- [WHAT IS REQUIRED] Extract the entries between the line containing "target: manhole cover" and the line containing "[[[254,29],[254,26],[242,26],[243,29]]]", inclusive, reproducing them verbatim and nothing else.

=====

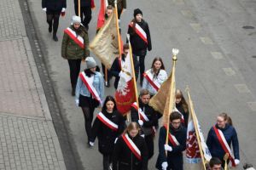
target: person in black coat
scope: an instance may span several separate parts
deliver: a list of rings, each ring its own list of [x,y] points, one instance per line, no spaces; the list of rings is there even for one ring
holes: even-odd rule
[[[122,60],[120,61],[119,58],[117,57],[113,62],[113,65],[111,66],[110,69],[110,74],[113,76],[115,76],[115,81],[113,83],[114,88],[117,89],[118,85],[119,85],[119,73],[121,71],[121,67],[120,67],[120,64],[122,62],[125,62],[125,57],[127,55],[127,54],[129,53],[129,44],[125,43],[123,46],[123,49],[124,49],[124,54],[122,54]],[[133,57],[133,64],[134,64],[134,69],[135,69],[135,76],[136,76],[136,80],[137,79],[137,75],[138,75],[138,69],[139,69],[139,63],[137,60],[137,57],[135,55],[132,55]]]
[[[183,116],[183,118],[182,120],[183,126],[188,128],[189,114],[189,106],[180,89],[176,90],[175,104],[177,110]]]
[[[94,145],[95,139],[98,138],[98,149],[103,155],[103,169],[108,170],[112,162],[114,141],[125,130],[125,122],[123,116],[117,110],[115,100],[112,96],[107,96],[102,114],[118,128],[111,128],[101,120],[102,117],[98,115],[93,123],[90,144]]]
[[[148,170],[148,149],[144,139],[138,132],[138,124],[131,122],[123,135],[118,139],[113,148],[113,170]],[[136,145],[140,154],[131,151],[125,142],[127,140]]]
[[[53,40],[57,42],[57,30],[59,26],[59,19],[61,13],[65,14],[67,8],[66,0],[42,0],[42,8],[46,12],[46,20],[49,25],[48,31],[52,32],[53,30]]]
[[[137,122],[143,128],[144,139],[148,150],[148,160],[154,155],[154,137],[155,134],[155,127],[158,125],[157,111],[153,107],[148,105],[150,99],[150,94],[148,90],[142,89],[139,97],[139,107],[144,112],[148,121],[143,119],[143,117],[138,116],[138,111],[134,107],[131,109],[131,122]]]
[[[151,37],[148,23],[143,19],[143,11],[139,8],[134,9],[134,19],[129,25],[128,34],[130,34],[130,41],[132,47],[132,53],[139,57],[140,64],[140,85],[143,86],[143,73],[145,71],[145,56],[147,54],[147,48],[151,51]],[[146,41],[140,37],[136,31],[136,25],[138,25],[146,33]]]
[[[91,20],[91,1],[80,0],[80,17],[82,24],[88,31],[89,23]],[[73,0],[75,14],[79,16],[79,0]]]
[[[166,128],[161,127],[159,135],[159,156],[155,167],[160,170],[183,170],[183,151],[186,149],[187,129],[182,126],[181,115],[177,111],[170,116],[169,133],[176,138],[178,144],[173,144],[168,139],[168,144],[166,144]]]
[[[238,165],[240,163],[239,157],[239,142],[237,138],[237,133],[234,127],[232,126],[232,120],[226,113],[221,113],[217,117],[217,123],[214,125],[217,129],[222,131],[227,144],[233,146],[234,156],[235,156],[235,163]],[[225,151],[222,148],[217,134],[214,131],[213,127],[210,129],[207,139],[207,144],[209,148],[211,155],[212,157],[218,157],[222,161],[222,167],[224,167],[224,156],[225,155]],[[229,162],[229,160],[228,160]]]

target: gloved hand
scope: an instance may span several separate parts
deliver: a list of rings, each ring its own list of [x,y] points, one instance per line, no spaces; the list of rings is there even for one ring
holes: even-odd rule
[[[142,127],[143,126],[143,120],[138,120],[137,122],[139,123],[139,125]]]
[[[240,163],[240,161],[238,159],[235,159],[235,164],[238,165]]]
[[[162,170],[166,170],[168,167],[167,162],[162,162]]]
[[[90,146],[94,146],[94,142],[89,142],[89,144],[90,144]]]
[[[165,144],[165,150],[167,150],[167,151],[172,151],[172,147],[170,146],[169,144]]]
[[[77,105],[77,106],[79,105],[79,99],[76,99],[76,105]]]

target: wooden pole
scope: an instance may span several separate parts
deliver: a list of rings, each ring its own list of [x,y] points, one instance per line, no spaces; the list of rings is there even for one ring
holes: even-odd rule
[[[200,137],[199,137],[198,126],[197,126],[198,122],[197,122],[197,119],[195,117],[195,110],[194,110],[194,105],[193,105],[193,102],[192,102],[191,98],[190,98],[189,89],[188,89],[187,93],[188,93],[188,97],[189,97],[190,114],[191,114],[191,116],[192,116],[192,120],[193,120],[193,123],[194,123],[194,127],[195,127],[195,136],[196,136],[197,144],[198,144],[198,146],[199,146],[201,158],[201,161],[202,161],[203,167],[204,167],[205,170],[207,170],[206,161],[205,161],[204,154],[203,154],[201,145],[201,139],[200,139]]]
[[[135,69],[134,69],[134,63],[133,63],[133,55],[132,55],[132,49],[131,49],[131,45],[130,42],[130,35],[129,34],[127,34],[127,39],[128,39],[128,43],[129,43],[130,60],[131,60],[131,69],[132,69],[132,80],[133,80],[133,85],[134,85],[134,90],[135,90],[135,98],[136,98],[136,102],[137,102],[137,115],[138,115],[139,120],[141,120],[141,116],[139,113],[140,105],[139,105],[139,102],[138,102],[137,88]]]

=====

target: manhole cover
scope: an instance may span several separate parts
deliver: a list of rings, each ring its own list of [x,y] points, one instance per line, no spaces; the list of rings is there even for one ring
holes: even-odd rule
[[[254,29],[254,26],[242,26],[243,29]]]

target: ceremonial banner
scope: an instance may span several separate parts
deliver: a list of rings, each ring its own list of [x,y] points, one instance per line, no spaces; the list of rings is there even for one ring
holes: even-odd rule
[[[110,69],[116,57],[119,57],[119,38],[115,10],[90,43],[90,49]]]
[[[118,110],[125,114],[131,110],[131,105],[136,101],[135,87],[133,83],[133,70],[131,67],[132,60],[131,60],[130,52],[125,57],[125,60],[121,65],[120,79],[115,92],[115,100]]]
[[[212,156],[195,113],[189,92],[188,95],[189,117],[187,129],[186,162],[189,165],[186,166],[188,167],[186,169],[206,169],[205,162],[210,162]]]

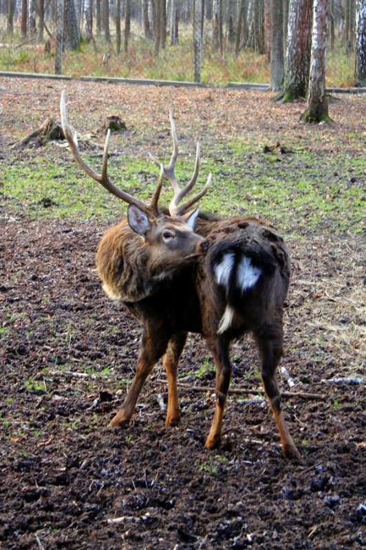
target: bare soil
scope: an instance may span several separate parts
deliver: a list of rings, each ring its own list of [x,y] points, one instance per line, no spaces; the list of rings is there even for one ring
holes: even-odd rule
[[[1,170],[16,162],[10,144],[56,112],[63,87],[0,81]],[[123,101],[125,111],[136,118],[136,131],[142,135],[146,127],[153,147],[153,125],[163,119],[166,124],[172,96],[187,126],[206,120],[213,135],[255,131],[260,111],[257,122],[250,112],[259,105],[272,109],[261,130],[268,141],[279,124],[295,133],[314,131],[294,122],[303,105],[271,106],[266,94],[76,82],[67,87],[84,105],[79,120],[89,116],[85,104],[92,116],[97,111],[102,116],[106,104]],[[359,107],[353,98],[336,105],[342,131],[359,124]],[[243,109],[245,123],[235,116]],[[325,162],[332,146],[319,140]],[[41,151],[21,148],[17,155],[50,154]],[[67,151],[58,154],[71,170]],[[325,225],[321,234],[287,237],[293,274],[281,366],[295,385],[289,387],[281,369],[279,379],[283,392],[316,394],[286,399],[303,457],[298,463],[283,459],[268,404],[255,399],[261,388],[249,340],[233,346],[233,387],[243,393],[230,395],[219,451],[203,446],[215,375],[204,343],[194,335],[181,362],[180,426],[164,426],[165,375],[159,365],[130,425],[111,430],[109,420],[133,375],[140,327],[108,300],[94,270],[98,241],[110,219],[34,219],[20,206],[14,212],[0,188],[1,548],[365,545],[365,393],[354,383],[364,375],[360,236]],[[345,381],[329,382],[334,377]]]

=====

- [SOLUTION TO THIS EXERCISE]
target: manhole cover
scope: an instance may span several separate parts
deliver: a list of rings, each ring its own list of [x,y] points, one instance per line, no spaces; the list of rings is there even for one ring
holes: even-odd rule
[[[254,29],[254,26],[242,26],[243,29]]]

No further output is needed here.